### Teks yang Diberikan
====

Arthropoda tanah memiliki kemampuan dalam memulihkan kerusakan habitat. Arthropoda tanah merupakan bagian penting dalam siklus energi dan daur materi. Kelimpahan Arthropoda tanah dapat menjadi indikator perkembangan suatu ekosistem. Setelah perbaikan struktur tanah, tahapan selanjutnya dalam suksesi adalah perkembangan struktur komunitas didalamnya hingga mencapai tahap tropik. Keanekaragaman Arthropoda tanah dapat dijadikan acuan untuk melihat hubungan antara Arthropoda tanah tersebut dengan perannya dalam ekosistem. Peran tersebut tidak hanya penting untuk membangun kembali fungsi ekosistem tapi juga memastikan keberlangsungan ekosistem tersebut tetap terjaga. Keanekaragaman Arthropoda sering dijadikan indikator kualitas tanah (Suheriyanto, dkk., 2016: 399).

Faktor-faktor yang Mempengaruhi Keanekaragaman Arthropoda Tanah

  1. Struktur Vegetasi
    Berdasarkan hasil penelitian Basna, dkk. (2017:40) keberadaan Arthropoda tanah dipengaruhi oleh struktur vegetasi. Arthropoda tanah menunujukan keanekaragaman yang lebih tinggi pada hutan primer dibandingkan pada hutan sekunder dan juga lahan perkebunan. Hal ini disebabkan oleh keanekaragaman vegetasi tumbuhan yang juga lebih beragam. Vegetasi yang beragam tersebut menciptakan rentang yang lebih luas untuk ditinggali berbagai jenis Arthropoda tanah. Berdasarkan penelitian Tobing, dkk. (2013:174) keberadaan Arthropoda tanah pada vegetasi pandan lebih banyak dibandingkan dengan tipe habitat vegetasi cemara dan kelapa. Hal tersebut disebabkan karena pada vegetasi pandan memiliki lapisan serasah yang lebih tebal.
  2. Fisika dan Kimia Tanah
    Suhu tanah berpengaruh terhadap persebaran Arthropoda tanah, suhu yang meningkat akan menyebabkan populasi Arthropoda tanah menurun karena suhu secara langsung berpengaruh terhadap reaksi fisiologi Arthropoda tanah tersebut dan secara tidak langsung berpengaruh terhadap aktivitas Arthropoda tanah seperti masuk kedalam lapisan tanah yang lebih dalam untuk mendapatkan suhu yang lebih dingin (Bini, dkk. 2016 :261). Menurut Hasan, dkk. (2014:245) Arthropoda tanah akan berkembang dengan baik pada suhu 25 oC dan toleran terhadap suhu berkisar antara 15 oC – 45 oC.

    Menurut Falahudin, dkk. (2015:5) Arthropoda tanah berkembang baik berkisar pada pH netral, apabila pH terlalu asam atau basa dapat menyebabkan kematian pada Arthropoda tanah tersebut. Menurut Mantu (2016:30) Arthropoda tanah dapat mentolerir tingkat keasaman tanah hingga pH 5.

====

### Entri yang diambil dari sebuah koleksi
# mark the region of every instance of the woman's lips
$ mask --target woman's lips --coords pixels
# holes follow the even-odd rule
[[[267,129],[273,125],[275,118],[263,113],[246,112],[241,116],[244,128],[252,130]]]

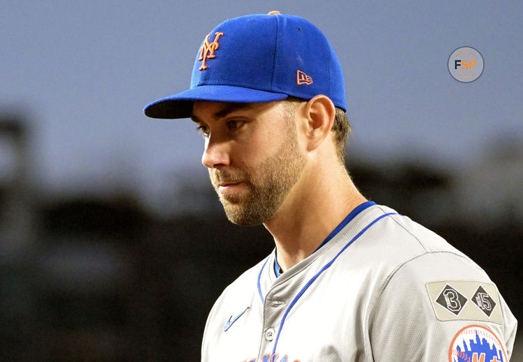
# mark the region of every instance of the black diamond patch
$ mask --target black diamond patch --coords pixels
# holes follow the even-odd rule
[[[472,296],[472,301],[487,315],[487,317],[490,317],[492,310],[496,307],[496,302],[494,301],[494,299],[485,291],[481,285],[476,291],[474,295]]]
[[[465,296],[447,284],[436,299],[436,303],[457,315],[467,301]]]

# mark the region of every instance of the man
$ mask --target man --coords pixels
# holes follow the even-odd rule
[[[353,184],[346,110],[327,39],[278,12],[218,25],[190,89],[144,109],[192,118],[229,219],[275,243],[216,301],[202,361],[508,361],[517,322],[485,273]]]

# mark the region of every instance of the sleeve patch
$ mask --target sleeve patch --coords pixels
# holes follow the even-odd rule
[[[503,343],[490,329],[471,325],[460,329],[448,349],[449,362],[506,362]]]
[[[499,296],[493,284],[469,280],[427,283],[436,317],[440,321],[503,322]]]

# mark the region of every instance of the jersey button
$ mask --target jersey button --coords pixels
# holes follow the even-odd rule
[[[265,339],[269,342],[274,339],[274,329],[269,328],[265,331]]]

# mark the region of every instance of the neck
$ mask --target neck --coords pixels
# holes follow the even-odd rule
[[[276,215],[264,224],[274,238],[284,271],[312,254],[352,210],[367,201],[343,167],[328,176],[311,174],[302,176]]]

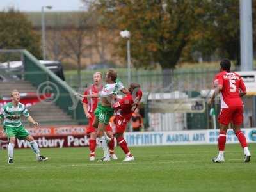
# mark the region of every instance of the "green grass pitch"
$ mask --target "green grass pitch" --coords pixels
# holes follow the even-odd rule
[[[90,162],[88,148],[47,148],[36,162],[29,149],[15,150],[14,164],[0,151],[0,191],[256,191],[256,144],[243,163],[239,145],[226,146],[225,163],[214,164],[216,145],[132,147],[136,161]],[[101,157],[101,149],[97,148]]]

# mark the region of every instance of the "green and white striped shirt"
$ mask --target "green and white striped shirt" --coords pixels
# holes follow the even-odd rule
[[[4,126],[18,127],[21,125],[21,116],[29,116],[29,113],[24,104],[19,103],[17,107],[13,103],[8,102],[0,112],[0,118],[4,118]]]

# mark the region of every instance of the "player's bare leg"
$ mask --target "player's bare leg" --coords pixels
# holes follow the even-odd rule
[[[45,161],[48,159],[48,157],[40,155],[38,145],[37,145],[33,136],[29,135],[26,138],[26,140],[29,142],[32,150],[36,154],[37,161]]]
[[[90,148],[90,161],[95,160],[97,132],[92,132],[90,134],[89,148]]]
[[[240,125],[234,125],[233,131],[237,137],[238,140],[240,142],[241,146],[244,150],[244,162],[250,162],[251,159],[251,154],[249,151],[246,138],[245,138],[244,134],[241,131]]]
[[[122,150],[125,154],[125,158],[123,160],[123,161],[134,161],[134,157],[130,152],[130,150],[127,146],[127,143],[126,143],[125,140],[124,138],[124,134],[116,133],[115,136],[119,146],[121,147]]]
[[[118,160],[116,155],[115,154],[115,146],[116,145],[115,143],[116,142],[115,138],[114,137],[114,134],[112,131],[106,131],[106,134],[107,134],[108,137],[110,138],[110,141],[108,143],[108,147],[109,148],[109,155],[110,157],[113,160]]]
[[[7,161],[8,164],[13,164],[13,151],[14,146],[15,145],[15,137],[10,137],[9,139],[9,144],[8,146],[8,160]]]
[[[97,118],[96,117],[93,119],[93,122],[92,123],[92,125],[93,126],[93,127],[98,127],[98,125],[99,125],[99,120],[98,118]]]
[[[102,122],[99,122],[97,136],[99,138],[99,141],[101,145],[101,147],[103,149],[104,157],[99,161],[109,161],[110,156],[108,150],[108,140],[105,136],[106,124]]]
[[[219,153],[218,156],[212,159],[214,163],[224,163],[224,151],[225,145],[226,145],[226,134],[227,131],[228,129],[228,125],[226,125],[220,124],[220,134],[218,139],[218,144],[219,148]]]

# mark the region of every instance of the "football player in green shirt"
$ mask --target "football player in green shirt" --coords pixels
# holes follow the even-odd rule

====

### Tugas
1. Menurut teks tentang Arthropoda tanah, mengapa keanekaragaman Arthropoda tanah lebih tinggi di hutan primer daripada di hutan sekunder dan lahan perkebunan? Jawab dalam satu sampai tiga kalimat.
2. Jawab pertanyaan berikut berdasarkan teks tentang Arthropoda tanah.
(a) Pada tipe vegetasi apa Arthropoda tanah lebih banyak ditemukan dibandingkan vegetasi cemara dan kelapa?
(b) Menurut Mantu (2016:30), hingga pH berapa Arthropoda tanah dapat mentolerir keasaman tanah?
(c) Keanekaragaman Arthropoda sering dijadikan indikator apa?
Kerjakan hanya berdasarkan isi teks.

### Jawaban Tiap Tugas
1. Vegetasi tumbuhan di hutan primer lebih beragam. Vegetasi yang beragam itu menciptakan rentang yang lebih luas untuk ditinggali berbagai jenis Arthropoda tanah.

2.
(a) Vegetasi pandan.
(b) Hingga pH 5.
(c) Indikator kualitas tanah.